#### [What is required]
Filter the material below and copy each line that includes the word "white".

#### [Given records]
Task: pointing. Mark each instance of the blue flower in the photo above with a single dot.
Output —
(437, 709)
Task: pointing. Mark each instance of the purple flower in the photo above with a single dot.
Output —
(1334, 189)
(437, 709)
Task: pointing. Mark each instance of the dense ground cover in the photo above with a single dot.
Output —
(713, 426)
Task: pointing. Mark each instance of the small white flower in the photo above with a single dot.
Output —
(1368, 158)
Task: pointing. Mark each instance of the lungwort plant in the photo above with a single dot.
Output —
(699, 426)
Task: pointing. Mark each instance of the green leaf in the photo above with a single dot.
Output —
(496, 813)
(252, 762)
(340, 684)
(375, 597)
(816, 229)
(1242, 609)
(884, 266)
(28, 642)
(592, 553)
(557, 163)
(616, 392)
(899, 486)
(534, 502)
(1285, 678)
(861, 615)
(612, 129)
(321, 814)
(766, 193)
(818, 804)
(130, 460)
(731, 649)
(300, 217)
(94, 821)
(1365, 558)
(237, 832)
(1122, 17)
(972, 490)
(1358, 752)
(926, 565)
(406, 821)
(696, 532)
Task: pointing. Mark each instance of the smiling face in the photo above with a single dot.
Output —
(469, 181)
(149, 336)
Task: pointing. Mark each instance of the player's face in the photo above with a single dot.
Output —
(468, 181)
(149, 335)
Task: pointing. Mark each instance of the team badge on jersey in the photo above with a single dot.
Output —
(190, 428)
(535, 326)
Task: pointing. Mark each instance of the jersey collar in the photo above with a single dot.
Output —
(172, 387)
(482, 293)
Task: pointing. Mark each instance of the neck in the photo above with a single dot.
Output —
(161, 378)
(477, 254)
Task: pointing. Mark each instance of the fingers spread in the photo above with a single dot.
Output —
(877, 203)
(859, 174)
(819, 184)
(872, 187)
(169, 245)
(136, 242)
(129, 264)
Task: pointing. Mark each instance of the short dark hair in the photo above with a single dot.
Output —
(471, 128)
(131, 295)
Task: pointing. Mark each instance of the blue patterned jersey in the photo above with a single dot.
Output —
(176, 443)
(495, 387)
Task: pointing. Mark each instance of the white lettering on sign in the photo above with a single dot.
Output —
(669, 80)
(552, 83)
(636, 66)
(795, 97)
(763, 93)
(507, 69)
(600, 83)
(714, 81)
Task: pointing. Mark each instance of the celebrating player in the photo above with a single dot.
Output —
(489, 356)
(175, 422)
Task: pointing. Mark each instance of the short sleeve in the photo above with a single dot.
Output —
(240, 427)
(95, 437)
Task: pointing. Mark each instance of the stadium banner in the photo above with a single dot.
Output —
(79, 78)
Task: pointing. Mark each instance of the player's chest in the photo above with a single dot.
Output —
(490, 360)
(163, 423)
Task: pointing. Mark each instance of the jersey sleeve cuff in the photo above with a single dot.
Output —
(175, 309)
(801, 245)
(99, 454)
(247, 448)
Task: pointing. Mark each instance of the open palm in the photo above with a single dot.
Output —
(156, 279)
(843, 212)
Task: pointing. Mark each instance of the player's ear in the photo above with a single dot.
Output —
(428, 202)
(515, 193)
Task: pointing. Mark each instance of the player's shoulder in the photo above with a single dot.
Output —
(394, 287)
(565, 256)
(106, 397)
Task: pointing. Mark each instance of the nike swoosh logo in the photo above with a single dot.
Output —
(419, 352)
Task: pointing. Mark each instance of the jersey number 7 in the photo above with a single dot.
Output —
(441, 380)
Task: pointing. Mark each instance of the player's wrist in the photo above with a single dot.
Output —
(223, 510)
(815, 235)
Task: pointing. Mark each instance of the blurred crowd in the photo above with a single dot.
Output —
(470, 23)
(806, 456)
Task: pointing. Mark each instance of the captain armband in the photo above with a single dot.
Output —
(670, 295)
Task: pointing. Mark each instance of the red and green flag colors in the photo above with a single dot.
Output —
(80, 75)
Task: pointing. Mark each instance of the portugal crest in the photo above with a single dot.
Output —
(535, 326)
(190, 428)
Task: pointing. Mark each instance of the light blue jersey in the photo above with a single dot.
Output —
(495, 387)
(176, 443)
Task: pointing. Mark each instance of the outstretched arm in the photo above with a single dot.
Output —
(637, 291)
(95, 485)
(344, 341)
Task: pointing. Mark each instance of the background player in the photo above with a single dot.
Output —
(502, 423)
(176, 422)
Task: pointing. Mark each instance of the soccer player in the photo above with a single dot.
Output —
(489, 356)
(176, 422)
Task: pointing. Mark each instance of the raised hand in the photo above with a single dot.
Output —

--

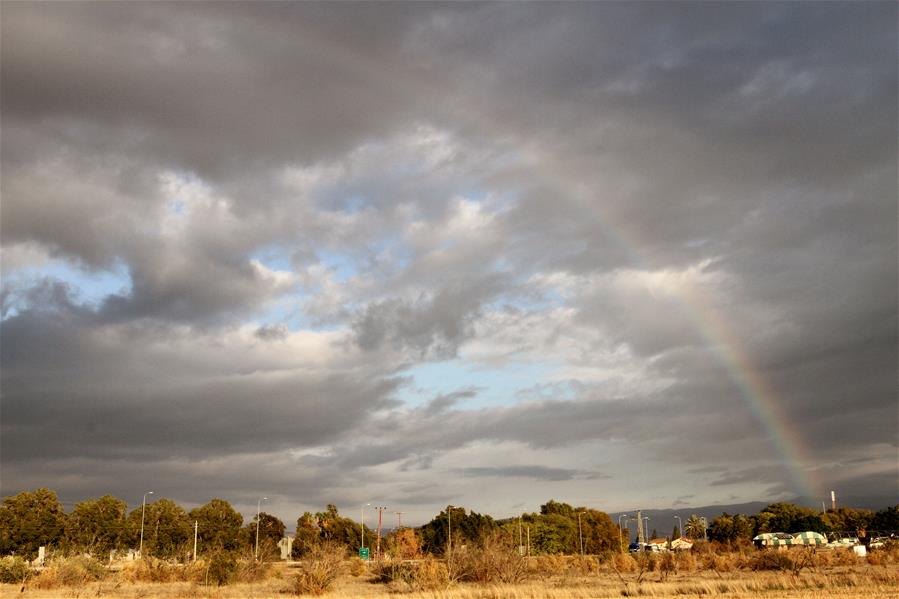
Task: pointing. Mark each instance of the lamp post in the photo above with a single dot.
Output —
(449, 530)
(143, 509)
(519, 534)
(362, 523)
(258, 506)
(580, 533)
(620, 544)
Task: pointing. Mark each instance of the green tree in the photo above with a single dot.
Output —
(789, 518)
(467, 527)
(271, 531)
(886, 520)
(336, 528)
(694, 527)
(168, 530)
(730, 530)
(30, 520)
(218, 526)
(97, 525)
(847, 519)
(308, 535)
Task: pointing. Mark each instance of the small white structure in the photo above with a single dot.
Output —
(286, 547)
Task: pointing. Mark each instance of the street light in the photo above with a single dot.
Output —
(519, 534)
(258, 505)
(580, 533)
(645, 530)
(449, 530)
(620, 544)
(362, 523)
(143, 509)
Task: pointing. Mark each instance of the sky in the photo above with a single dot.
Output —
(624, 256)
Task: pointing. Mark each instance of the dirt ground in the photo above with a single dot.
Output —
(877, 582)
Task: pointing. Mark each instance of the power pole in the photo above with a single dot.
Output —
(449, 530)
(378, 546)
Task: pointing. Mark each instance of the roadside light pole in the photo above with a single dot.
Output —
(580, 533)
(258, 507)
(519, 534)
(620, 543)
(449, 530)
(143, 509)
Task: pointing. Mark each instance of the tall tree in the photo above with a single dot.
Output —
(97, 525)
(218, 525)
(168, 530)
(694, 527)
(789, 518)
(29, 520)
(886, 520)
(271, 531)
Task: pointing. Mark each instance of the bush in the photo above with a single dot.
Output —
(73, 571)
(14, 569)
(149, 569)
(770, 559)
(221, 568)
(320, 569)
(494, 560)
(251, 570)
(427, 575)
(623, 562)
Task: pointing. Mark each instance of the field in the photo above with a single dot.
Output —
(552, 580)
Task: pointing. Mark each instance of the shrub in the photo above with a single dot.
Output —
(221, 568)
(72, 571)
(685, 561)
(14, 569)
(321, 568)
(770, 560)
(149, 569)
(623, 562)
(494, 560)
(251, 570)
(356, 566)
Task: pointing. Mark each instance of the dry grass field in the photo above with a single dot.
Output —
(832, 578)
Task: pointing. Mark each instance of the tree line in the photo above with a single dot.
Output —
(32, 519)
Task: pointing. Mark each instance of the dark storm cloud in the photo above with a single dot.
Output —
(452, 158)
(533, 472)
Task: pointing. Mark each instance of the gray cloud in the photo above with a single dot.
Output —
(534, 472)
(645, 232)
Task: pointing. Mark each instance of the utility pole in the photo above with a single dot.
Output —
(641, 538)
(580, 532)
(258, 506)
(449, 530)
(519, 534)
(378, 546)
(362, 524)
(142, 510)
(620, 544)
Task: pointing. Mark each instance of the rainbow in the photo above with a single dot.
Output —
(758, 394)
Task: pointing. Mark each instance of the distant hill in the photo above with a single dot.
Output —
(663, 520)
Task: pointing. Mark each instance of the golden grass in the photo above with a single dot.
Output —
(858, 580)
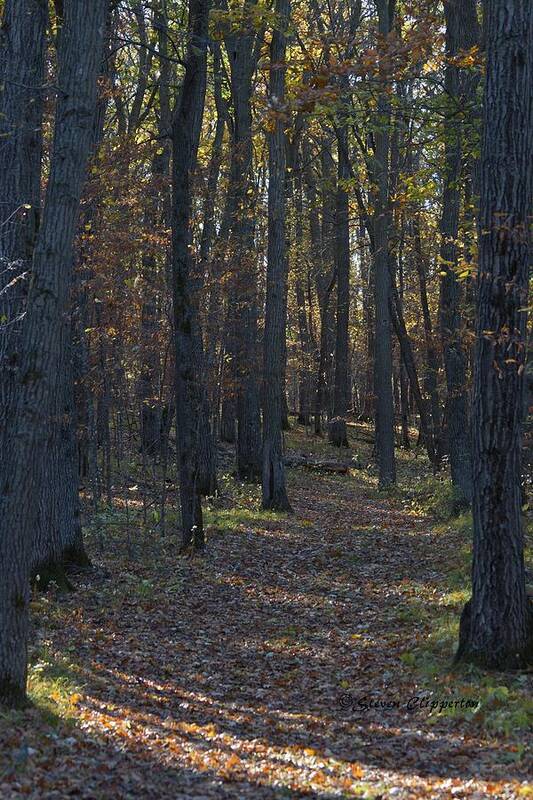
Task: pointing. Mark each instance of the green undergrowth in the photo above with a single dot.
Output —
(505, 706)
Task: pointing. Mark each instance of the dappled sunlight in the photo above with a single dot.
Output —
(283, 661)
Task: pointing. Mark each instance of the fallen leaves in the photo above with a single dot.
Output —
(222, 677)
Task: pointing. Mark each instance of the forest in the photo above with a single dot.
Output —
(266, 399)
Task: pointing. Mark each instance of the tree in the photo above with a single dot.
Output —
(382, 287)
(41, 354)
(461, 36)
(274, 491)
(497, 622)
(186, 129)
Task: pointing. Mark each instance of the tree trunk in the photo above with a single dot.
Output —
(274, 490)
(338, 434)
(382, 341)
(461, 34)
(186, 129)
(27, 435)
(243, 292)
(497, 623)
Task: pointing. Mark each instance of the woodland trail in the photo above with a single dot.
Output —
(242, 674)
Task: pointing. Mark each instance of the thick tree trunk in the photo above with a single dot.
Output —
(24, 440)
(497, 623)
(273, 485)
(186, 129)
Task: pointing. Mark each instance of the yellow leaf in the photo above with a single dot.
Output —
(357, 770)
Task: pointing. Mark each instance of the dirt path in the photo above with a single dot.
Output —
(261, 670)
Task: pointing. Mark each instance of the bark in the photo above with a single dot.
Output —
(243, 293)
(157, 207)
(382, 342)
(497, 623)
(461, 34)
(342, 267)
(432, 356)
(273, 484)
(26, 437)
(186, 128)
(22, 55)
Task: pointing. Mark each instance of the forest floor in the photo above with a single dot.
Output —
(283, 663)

#### [In response]
Task: pointing. Mark each instance of the small white flower in the photo above with a single dot.
Task: pointing. Mark each instance of the white lettering on sign in the photo above with a single dot.
Task: pointing. Mark each instance of the small white structure in the photo above with a single dot.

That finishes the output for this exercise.